* [Task objective]:
Give back exactly the lines of the entries below from the line with "the green grass" to the line with "the white car", inclusive, and only those.
━━━━━━
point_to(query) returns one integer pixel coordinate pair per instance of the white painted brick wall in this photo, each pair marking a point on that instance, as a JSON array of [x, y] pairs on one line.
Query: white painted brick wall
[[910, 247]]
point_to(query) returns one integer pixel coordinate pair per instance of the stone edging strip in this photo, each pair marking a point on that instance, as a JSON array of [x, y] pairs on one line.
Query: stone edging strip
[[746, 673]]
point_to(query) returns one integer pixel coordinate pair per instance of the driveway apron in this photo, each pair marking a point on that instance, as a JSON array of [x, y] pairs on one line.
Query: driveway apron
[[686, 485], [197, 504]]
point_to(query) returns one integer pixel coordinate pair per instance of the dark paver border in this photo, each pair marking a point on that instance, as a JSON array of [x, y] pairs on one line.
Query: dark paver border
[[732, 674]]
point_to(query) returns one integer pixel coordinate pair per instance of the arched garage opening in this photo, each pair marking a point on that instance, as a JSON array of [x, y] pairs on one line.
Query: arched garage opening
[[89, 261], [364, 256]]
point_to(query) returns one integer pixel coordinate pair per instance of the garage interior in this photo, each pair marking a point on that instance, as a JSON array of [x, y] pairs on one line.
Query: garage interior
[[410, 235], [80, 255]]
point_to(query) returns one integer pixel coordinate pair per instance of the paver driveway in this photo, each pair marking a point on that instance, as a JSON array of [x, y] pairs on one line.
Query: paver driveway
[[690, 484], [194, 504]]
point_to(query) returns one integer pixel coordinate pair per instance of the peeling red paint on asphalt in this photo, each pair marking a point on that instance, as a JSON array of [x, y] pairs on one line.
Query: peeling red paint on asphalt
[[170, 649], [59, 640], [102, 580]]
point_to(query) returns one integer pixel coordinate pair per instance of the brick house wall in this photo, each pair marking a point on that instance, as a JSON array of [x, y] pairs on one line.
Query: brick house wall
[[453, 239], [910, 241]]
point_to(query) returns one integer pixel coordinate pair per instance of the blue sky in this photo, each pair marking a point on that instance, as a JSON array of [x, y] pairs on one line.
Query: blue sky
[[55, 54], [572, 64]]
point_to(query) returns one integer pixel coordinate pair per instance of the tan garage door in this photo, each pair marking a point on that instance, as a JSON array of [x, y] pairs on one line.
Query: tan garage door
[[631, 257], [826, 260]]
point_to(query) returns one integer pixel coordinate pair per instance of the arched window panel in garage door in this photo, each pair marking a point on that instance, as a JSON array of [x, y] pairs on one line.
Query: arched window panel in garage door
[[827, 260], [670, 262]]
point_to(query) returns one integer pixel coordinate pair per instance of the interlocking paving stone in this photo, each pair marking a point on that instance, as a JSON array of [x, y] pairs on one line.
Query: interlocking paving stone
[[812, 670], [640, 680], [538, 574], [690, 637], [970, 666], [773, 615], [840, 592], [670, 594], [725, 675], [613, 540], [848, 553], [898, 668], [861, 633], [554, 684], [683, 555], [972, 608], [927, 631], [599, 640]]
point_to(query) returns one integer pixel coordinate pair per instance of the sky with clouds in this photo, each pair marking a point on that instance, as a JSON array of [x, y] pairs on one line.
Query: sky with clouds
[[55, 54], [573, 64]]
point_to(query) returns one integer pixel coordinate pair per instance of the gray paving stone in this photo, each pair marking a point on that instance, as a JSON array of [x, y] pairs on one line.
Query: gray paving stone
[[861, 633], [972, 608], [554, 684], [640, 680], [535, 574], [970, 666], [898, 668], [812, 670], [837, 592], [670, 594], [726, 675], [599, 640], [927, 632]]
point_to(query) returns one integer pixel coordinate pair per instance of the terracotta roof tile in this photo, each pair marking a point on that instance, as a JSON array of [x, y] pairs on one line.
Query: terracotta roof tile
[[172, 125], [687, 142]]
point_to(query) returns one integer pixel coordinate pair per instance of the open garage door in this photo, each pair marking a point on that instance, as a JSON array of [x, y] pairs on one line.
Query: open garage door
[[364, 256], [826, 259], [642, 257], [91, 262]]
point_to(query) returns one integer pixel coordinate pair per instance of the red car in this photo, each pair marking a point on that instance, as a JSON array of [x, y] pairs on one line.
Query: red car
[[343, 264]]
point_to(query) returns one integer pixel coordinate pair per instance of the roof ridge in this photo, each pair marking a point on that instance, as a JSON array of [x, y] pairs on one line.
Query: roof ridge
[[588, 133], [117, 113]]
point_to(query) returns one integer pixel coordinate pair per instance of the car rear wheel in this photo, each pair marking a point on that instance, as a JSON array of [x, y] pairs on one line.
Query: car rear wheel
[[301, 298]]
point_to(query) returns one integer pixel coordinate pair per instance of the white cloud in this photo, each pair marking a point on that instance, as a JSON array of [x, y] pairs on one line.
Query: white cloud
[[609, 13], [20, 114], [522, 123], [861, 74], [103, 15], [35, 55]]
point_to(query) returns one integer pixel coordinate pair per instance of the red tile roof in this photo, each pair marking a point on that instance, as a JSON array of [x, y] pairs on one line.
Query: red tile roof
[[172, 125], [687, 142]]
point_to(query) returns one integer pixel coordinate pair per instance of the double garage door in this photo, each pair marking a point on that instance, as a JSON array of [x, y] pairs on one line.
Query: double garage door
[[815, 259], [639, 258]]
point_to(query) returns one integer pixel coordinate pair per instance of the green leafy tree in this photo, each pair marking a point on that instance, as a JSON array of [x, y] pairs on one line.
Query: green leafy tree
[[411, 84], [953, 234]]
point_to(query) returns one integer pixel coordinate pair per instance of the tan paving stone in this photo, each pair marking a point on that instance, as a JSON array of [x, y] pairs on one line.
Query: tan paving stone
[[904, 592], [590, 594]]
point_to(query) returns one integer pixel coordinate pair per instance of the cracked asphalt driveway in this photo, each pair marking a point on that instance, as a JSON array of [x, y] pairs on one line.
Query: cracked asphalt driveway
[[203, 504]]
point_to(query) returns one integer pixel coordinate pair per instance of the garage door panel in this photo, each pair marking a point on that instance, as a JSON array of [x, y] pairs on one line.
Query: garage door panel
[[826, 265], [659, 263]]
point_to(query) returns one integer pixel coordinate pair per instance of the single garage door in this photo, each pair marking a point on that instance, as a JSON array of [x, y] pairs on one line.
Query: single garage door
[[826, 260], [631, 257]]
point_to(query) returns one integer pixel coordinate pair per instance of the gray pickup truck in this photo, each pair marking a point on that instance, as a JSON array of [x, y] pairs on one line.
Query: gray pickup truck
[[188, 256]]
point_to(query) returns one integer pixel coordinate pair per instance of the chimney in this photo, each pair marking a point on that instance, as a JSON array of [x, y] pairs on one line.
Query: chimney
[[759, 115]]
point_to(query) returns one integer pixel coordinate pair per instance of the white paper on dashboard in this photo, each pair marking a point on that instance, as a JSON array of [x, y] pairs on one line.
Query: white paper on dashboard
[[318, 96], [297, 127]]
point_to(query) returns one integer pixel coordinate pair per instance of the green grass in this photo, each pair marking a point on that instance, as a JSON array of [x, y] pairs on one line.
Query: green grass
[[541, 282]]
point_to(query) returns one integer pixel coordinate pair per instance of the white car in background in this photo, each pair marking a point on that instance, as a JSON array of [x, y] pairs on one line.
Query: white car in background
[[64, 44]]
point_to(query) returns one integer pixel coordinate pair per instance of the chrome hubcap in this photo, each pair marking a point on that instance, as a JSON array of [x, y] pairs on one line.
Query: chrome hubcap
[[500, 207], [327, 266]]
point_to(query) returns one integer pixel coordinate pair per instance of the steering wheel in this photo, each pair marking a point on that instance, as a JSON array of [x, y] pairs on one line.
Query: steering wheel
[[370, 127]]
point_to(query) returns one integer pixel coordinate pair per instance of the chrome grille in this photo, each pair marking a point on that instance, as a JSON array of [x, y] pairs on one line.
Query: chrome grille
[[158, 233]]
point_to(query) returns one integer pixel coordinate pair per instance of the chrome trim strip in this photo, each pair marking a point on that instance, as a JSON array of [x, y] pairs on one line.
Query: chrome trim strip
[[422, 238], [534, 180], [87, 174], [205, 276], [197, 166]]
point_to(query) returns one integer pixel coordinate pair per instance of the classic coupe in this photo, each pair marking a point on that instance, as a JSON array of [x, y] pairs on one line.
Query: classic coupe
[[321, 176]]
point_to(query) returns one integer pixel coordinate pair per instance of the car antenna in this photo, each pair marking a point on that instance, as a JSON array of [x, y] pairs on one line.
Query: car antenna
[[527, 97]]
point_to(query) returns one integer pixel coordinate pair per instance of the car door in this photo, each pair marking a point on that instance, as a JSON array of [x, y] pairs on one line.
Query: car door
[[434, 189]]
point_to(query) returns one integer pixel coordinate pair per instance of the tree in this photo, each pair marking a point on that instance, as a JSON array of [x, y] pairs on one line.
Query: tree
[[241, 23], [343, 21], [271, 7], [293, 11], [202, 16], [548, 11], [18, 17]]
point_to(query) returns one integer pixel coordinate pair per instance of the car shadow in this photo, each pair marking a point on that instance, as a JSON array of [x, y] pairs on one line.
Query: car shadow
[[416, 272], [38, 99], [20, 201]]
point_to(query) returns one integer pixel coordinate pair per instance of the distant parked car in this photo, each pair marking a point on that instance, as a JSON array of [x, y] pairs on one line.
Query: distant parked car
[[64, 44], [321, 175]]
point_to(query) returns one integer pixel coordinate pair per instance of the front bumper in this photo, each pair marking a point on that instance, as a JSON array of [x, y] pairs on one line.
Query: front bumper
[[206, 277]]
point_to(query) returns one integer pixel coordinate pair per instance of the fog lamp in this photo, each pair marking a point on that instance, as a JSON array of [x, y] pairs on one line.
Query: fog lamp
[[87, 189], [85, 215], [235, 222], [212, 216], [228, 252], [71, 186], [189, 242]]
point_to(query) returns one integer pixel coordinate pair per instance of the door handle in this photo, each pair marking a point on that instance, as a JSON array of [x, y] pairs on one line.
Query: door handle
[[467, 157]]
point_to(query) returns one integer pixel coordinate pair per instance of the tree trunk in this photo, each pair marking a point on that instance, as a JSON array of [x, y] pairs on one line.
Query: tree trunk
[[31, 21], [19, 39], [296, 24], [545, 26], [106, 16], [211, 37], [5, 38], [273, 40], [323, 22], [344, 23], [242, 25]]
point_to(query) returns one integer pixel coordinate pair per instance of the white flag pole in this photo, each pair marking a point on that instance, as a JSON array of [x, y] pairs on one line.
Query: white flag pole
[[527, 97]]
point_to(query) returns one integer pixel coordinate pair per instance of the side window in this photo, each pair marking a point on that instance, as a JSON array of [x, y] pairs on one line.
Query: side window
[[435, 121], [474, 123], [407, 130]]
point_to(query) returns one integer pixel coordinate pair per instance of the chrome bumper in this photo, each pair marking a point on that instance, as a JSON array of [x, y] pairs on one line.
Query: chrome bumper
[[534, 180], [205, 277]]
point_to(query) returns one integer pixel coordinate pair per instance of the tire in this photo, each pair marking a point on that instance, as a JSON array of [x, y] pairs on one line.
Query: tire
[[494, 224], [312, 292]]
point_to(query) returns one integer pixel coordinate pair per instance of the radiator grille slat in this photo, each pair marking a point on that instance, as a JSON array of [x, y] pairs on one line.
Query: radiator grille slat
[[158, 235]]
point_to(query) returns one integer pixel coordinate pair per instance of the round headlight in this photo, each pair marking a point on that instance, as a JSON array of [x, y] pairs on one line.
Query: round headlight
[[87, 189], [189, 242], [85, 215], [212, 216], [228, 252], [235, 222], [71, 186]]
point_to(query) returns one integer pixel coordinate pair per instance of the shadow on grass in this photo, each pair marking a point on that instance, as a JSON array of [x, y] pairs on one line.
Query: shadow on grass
━━━━━━
* [Expected answer]:
point_to(query) returns one integer pixel coordinate pair per instance of the green grass in this photo, each pair marking a point on that instance, as a JSON array of [x, y] pairs on one line.
Query: green grass
[[541, 282]]
point_to(query) returns one integer pixel coordinate pair per instance of the white car in background in this photo, each pair marking a point on that instance, as a JSON array of [x, y] pairs on one line.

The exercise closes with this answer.